_Listed records_.
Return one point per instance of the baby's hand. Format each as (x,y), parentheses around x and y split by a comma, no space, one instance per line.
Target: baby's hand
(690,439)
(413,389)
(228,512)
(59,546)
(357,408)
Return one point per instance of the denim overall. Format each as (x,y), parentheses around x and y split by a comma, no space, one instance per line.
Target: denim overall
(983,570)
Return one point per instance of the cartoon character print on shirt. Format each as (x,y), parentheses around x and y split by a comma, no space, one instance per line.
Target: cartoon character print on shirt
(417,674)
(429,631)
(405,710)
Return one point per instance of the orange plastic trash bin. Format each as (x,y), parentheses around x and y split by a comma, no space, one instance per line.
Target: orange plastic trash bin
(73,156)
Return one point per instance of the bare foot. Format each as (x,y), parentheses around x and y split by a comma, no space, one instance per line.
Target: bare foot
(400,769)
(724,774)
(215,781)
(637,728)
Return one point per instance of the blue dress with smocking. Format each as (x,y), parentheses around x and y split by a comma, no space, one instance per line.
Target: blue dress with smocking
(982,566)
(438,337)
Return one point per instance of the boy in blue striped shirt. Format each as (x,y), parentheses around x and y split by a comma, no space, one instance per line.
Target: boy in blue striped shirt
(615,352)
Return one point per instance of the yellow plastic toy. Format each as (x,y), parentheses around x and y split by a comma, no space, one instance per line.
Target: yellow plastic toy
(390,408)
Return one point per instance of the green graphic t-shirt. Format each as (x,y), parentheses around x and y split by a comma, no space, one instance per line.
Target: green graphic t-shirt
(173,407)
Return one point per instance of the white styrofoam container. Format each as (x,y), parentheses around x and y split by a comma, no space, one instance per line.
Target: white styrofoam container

---

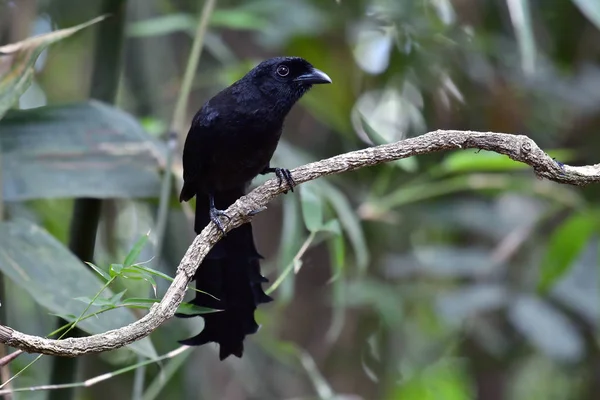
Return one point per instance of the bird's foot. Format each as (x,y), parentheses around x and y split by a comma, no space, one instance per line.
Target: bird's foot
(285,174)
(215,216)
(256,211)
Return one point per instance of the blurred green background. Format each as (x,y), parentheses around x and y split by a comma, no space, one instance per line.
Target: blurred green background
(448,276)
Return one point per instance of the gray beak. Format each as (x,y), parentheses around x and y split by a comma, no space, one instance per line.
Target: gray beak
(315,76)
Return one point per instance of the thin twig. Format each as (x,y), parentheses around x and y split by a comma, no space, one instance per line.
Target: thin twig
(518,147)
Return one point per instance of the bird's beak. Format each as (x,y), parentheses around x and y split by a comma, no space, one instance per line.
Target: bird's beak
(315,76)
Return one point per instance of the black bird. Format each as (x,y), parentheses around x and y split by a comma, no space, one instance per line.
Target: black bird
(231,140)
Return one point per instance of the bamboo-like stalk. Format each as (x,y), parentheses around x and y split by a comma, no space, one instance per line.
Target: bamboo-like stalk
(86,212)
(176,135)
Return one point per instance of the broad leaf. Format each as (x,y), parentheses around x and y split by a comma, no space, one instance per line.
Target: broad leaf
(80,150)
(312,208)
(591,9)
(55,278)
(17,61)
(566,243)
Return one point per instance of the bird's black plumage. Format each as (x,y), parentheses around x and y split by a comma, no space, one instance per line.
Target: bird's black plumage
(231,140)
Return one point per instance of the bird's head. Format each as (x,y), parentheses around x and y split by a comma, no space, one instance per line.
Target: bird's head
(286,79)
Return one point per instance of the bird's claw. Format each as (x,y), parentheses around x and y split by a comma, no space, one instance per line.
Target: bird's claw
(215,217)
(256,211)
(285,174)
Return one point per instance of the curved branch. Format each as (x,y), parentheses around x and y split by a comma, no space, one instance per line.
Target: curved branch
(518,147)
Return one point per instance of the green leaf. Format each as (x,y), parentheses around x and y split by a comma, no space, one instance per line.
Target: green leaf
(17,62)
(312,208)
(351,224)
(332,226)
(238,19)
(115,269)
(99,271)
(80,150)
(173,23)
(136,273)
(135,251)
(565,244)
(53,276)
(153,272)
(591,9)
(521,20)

...

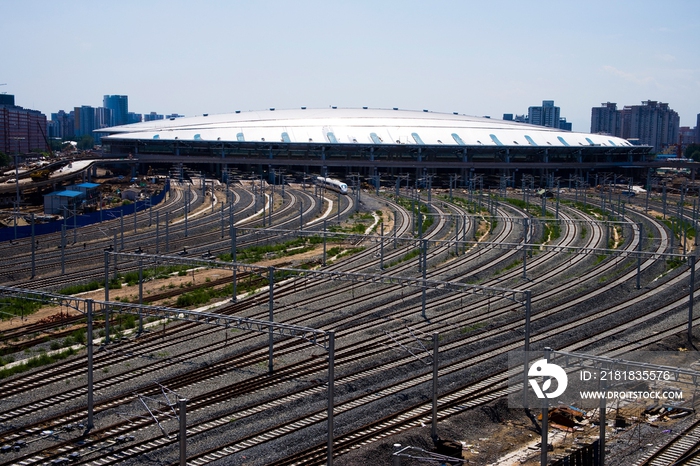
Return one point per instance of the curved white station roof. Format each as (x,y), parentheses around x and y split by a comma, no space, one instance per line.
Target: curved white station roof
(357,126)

_Goal of the exercise_. Which lines in the listing above contain the string "character"? Copy each such line in full, treating uppercase and lowercase as different.

_Result of this exercise_.
Return one point per instance of the cartoon character print on shirt. Format each as (x,y), parentheses around x and y split by a comma, no space, one instance per line.
Target: cartoon character print on shirt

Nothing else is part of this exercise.